- Source document -
==============================

For reasons to which I will allude only in passing, as constitutional courts seek to enforce social rights, it is becoming increasingly clear that some form of collaboration with legislative bodies is crucial. The direct and unaided judicial enforcement of social rights is revealing itself to fall somewhere between very difficult and counterproductive. There are painful and, at times, treacherous tradeoffs—tradeoffs between holders of the same rights, with the risk of the better off of these holders “jumping the queue” with litigation; tradeoffs between holders of different rights; and tradeoffs between the rights-holders of today and those of tomorrow. There are, as well, open-ended questions of strategy and questions of responsibility. In such a judicial environment, collaboration with the executive and legislative branches of government is surely to be preferred, and may well be utterly essential. Courts can goad the other branches, insisting on best efforts; they can in turn respond to programs shaped by these branches, armed thereby with direction and boundaries; and they can police the procedural and substantive dimensions of programs aimed at fulfilling these rights.

In a roughly analogous way, a mandate to the judiciary to intervene wherever and whenever harms traceable to structural injustice occur is simply too broad and too unfocused to be plausible. The judiciary would be completely at sea in addressing questions of where and how to intervene in the status quo in order to ameliorate the harms of pervasive and tentacular injustice. A judicial partnership with the legislative and executive branches of government holds out the greatest promise. My third proposition, then, is simply that an effective response to structural injustice must involve institutional collaboration, and that the judiciary should welcome legislation that facilitates such collaboration.

==============================

- Dataset records -

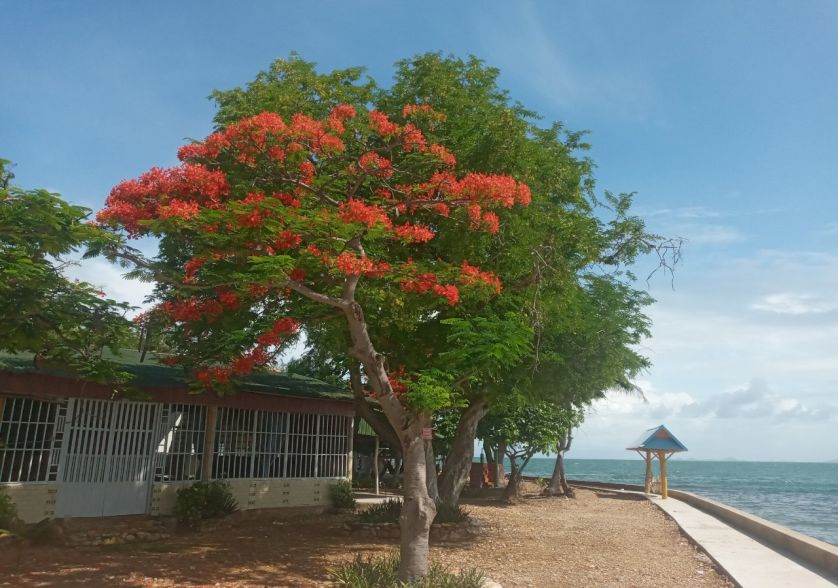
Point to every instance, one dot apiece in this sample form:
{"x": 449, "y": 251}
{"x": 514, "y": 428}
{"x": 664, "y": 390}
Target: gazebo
{"x": 657, "y": 442}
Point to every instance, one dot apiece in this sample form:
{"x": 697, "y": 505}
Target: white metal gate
{"x": 106, "y": 461}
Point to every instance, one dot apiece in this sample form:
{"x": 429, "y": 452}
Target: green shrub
{"x": 383, "y": 572}
{"x": 341, "y": 495}
{"x": 450, "y": 513}
{"x": 386, "y": 512}
{"x": 204, "y": 500}
{"x": 8, "y": 513}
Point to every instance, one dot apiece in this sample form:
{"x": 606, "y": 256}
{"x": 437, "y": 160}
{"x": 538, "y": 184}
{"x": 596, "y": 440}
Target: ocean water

==============================

- Problems to solve -
(a) Retype the section of the passage on courts and social rights that begins with the words containing "In a roughly" and ends with "facilitates such collaboration.".
(b) Repeat every entry that follows the passage on courts and social rights, word for word. Omit the pictures from your answer.

- Complete answers -
(a)
In a roughly analogous way, a mandate to the judiciary to intervene wherever and whenever harms traceable to structural injustice occur is simply too broad and too unfocused to be plausible. The judiciary would be completely at sea in addressing questions of where and how to intervene in the status quo in order to ameliorate the harms of pervasive and tentacular injustice. A judicial partnership with the legislative and executive branches of government holds out the greatest promise. My third proposition, then, is simply that an effective response to structural injustice must involve institutional collaboration, and that the judiciary should welcome legislation that facilitates such collaboration.

(b)
Point to every instance, one dot apiece in this sample form:
{"x": 449, "y": 251}
{"x": 514, "y": 428}
{"x": 664, "y": 390}
Target: gazebo
{"x": 657, "y": 442}
Point to every instance, one dot apiece in this sample form:
{"x": 697, "y": 505}
Target: white metal gate
{"x": 106, "y": 461}
Point to every instance, one dot apiece in this sample form:
{"x": 429, "y": 452}
Target: green shrub
{"x": 383, "y": 572}
{"x": 341, "y": 495}
{"x": 450, "y": 513}
{"x": 386, "y": 512}
{"x": 204, "y": 500}
{"x": 8, "y": 513}
Point to every instance, one dot apiece in this sample form:
{"x": 606, "y": 256}
{"x": 437, "y": 160}
{"x": 538, "y": 184}
{"x": 596, "y": 440}
Target: ocean water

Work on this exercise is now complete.